- [Source passage]
__________

45 CFR part 1323 follows Title VI (part B) of the Older Americans Act, as amended, establishing the requirements that a public or nonprofit private organization must meet in order to receive a grant to promote the delivery of services for older Hawaiian Natives that are comparable to services provided under Title III of the Older Americans Act. This regulation also prescribes application and hearing requirements and procedures for these grants. There has not been a proliferation of regulations developed for this program since the base regulation was developed in 1988. Since that time, ACL's Administration on Aging has worked with worked with stakeholders to clarify guidance and issues through the regular grant application, reporting and technical assistance processes, eliminating the need for additional regulations. Rescission of this rule will have little to no impact on the implementation of the program, and while deregulation will not decrease burden, this regulation is no longer necessary. There is no legal risk or mitigation required in rescinding this regulation. Additionally, this rule is not economically significant. This particular program has only one formula grantee in Hawaii.
Executive Orders 12866, 13563, 13771, and 13777
Executive Orders 12866 and 13563 direct agencies to assess all costs and benefits of available regulatory alternatives and, if regulation is necessary, to select regulatory approaches that maximize net benefits (including potential economic, environmental, public health and safety effects, distributive impacts, and equity). Executive Order 13771 directs agencies to categorize all impacts which generate or alleviate costs associated with regulatory burden and to determine the actions net incremental effect.
Section 3(f) of Executive Order 12866 defines a “significant regulatory action” as an action that is likely to result in a rule: (1) Having an annual effect on the economy of $100 million or more in any 1 year, or adversely and materially affecting a sector of the economy, productivity, competition, jobs, the environment, public health or safety, or State, local or Tribal governments or communities (also referred to as “economically significant”); (2) creating a serious inconsistency or otherwise interfering with an action taken or planned by another agency; (3) materially altering the budgetary impacts of entitlement grants, user fees, or loan programs or the rights and obligations of recipients thereof; or (4) raising novel legal or policy issues arising out of legal mandates, the President's priorities, or the principles set forth in the Executive Order.

__________

Outlines of labeled areas:

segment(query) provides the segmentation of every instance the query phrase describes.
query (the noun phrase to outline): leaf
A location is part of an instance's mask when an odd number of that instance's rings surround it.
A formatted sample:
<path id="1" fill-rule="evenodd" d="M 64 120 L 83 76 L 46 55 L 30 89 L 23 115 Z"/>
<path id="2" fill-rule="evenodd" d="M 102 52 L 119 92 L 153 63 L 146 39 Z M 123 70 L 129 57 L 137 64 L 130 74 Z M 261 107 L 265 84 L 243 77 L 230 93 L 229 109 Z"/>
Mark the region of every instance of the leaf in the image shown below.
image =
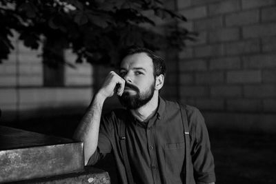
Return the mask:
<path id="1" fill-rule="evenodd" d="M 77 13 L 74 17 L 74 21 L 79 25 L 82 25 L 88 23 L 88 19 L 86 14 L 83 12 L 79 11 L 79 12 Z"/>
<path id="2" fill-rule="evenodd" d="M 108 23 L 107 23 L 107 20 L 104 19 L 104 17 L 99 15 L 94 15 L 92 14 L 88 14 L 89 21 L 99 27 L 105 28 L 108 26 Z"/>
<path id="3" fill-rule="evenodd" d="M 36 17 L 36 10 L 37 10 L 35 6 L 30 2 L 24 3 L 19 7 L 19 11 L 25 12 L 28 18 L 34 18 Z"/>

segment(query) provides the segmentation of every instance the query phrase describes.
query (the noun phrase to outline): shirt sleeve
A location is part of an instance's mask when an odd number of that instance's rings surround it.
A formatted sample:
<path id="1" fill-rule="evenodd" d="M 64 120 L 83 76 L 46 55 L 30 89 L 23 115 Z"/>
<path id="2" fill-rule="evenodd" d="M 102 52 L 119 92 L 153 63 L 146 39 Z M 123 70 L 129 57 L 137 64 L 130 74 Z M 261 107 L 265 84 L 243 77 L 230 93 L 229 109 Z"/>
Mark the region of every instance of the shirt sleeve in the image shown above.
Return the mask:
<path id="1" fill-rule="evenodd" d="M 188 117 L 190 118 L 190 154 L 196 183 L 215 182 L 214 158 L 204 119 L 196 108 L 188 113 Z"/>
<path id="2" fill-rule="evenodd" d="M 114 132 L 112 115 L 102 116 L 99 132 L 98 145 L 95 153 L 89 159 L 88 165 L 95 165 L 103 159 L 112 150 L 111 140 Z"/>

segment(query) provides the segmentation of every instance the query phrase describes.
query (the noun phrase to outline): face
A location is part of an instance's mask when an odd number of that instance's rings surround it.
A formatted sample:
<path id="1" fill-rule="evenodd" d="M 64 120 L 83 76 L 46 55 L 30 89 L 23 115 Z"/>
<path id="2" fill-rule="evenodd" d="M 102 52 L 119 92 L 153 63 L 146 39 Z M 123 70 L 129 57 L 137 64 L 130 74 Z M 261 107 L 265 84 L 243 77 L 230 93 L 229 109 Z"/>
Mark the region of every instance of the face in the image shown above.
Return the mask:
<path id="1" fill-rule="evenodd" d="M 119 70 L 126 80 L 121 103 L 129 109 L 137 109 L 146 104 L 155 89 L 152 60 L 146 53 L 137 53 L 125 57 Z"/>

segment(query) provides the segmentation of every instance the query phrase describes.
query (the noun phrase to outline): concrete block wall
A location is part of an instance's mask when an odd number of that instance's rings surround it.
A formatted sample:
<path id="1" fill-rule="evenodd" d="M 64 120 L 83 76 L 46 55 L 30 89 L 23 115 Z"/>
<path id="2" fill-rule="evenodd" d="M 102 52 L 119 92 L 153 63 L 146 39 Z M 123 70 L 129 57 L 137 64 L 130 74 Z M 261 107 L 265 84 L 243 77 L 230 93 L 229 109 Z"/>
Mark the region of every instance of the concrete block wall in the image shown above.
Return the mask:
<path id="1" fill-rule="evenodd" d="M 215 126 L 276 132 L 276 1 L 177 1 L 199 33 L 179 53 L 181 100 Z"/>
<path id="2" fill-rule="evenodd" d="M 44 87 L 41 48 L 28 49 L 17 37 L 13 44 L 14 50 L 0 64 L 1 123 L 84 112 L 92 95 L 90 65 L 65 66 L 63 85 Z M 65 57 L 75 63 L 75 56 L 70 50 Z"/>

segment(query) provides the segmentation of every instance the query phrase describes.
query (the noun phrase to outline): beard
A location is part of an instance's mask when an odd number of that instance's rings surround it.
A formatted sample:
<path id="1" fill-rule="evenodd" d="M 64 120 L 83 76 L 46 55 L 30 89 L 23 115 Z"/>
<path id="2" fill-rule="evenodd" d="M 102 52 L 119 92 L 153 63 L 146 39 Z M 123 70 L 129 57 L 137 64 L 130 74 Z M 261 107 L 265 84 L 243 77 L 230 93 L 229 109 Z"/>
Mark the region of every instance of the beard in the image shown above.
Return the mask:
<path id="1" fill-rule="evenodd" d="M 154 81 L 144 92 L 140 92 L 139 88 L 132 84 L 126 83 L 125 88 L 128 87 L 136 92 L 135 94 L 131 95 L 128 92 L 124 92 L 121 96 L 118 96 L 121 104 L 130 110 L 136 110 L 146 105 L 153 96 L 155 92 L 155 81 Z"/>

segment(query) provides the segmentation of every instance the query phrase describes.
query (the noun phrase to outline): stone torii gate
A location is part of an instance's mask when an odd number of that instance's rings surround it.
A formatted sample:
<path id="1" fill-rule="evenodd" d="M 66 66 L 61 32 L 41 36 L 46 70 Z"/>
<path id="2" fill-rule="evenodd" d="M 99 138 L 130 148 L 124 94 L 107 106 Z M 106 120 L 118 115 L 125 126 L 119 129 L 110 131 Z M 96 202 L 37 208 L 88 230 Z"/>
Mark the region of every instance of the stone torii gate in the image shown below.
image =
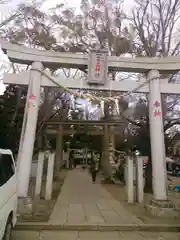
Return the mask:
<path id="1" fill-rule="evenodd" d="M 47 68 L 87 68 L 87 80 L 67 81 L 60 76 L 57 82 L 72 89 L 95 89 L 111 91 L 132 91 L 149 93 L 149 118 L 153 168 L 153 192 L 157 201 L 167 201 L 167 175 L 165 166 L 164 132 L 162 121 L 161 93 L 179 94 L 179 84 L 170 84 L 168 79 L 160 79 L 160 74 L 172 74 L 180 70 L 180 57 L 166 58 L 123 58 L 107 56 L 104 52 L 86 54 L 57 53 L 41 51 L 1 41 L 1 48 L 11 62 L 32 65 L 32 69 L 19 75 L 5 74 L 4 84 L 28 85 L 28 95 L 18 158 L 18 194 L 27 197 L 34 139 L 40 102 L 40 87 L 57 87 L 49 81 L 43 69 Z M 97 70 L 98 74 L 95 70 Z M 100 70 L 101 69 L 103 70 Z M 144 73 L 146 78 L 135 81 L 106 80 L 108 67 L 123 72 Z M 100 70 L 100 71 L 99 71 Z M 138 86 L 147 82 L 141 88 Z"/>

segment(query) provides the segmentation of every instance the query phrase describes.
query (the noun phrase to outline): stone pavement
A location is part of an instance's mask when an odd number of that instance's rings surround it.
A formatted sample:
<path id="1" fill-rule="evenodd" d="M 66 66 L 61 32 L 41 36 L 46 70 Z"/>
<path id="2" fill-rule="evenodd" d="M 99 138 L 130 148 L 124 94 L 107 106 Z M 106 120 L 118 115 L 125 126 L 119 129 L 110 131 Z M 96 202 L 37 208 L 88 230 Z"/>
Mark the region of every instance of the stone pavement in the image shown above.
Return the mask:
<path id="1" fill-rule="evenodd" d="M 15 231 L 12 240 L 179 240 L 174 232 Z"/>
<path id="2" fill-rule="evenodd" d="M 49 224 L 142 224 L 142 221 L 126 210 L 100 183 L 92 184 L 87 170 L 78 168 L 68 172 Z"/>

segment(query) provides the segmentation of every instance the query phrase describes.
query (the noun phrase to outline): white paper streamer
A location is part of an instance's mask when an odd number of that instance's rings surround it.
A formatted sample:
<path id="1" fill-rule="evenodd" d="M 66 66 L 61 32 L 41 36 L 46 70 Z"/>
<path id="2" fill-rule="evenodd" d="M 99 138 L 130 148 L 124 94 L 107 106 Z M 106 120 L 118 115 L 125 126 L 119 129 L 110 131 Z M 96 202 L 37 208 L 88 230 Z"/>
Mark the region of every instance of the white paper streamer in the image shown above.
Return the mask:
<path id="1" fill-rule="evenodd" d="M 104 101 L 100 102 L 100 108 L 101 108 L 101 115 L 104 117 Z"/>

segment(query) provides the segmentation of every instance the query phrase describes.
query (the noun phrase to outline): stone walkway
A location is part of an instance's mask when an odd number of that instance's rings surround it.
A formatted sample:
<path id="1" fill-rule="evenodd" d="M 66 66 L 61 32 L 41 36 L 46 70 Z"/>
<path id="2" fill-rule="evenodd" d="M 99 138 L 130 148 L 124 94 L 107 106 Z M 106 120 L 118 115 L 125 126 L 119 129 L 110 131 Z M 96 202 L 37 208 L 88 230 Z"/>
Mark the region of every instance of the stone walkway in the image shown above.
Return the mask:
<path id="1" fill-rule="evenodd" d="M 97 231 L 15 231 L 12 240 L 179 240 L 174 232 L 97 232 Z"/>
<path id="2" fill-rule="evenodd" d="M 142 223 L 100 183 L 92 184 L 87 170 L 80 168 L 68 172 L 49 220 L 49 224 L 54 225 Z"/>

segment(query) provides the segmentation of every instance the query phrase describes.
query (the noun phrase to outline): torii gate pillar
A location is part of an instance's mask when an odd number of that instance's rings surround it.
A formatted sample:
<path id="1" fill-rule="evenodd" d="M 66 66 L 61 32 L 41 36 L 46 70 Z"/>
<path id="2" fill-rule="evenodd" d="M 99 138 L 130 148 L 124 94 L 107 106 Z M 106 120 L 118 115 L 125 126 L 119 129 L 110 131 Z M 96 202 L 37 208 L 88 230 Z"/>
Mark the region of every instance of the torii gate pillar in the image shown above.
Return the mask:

__________

- [Exercises]
1. Return the words of the regulatory passage from "Section 3(f) of" up to and including "the Executive Order.".
2. Retype the listing from its first line up to and including the line with "114 132 L 112", leaving out the pictures.
The regulatory passage and the listing have no connection to each other.

- [In response]
1.
Section 3(f) of Executive Order 12866 defines a “significant regulatory action” as an action that is likely to result in a rule: (1) Having an annual effect on the economy of $100 million or more in any 1 year, or adversely and materially affecting a sector of the economy, productivity, competition, jobs, the environment, public health or safety, or State, local or Tribal governments or communities (also referred to as “economically significant”); (2) creating a serious inconsistency or otherwise interfering with an action taken or planned by another agency; (3) materially altering the budgetary impacts of entitlement grants, user fees, or loan programs or the rights and obligations of recipients thereof; or (4) raising novel legal or policy issues arising out of legal mandates, the President's priorities, or the principles set forth in the Executive Order.

2.
segment(query) provides the segmentation of every instance the query phrase describes.
query (the noun phrase to outline): leaf
A location is part of an instance's mask when an odd number of that instance's rings surround it.
A formatted sample:
<path id="1" fill-rule="evenodd" d="M 64 120 L 83 76 L 46 55 L 30 89 L 23 115 Z"/>
<path id="2" fill-rule="evenodd" d="M 102 52 L 119 92 L 153 63 L 146 39 Z M 123 70 L 129 57 L 137 64 L 130 74 Z M 261 107 L 265 84 L 243 77 L 230 93 L 229 109 Z"/>
Mark the region of every instance of the leaf in the image shown below.
image =
Return the mask:
<path id="1" fill-rule="evenodd" d="M 77 13 L 74 17 L 74 21 L 79 25 L 82 25 L 88 23 L 88 19 L 86 14 L 83 12 L 79 11 L 79 12 Z"/>
<path id="2" fill-rule="evenodd" d="M 108 23 L 107 23 L 107 20 L 104 19 L 104 17 L 99 15 L 94 15 L 92 14 L 88 14 L 89 21 L 99 27 L 105 28 L 108 26 Z"/>
<path id="3" fill-rule="evenodd" d="M 36 17 L 36 10 L 37 10 L 35 6 L 30 2 L 24 3 L 19 7 L 19 11 L 25 12 L 28 18 L 34 18 Z"/>

segment(query) provides the segmentation of every instance the query phrase describes.
query (the noun phrase to outline): shirt sleeve
A location is part of an instance's mask when an odd number of that instance's rings surround it.
A formatted sample:
<path id="1" fill-rule="evenodd" d="M 64 120 L 83 76 L 46 55 L 30 89 L 23 115 Z"/>
<path id="2" fill-rule="evenodd" d="M 102 52 L 119 92 L 153 63 L 146 39 Z M 123 70 L 129 57 L 137 64 L 130 74 Z M 261 107 L 265 84 L 243 77 L 230 93 L 229 109 Z"/>
Mark the region of every instance of the shirt sleeve in the image shown above.
Return the mask:
<path id="1" fill-rule="evenodd" d="M 188 117 L 190 118 L 190 154 L 196 183 L 215 182 L 214 158 L 204 119 L 196 108 L 188 113 Z"/>
<path id="2" fill-rule="evenodd" d="M 114 132 L 112 115 L 102 116 L 99 132 L 98 145 L 95 153 L 89 159 L 88 165 L 95 165 L 103 159 L 112 150 L 111 140 Z"/>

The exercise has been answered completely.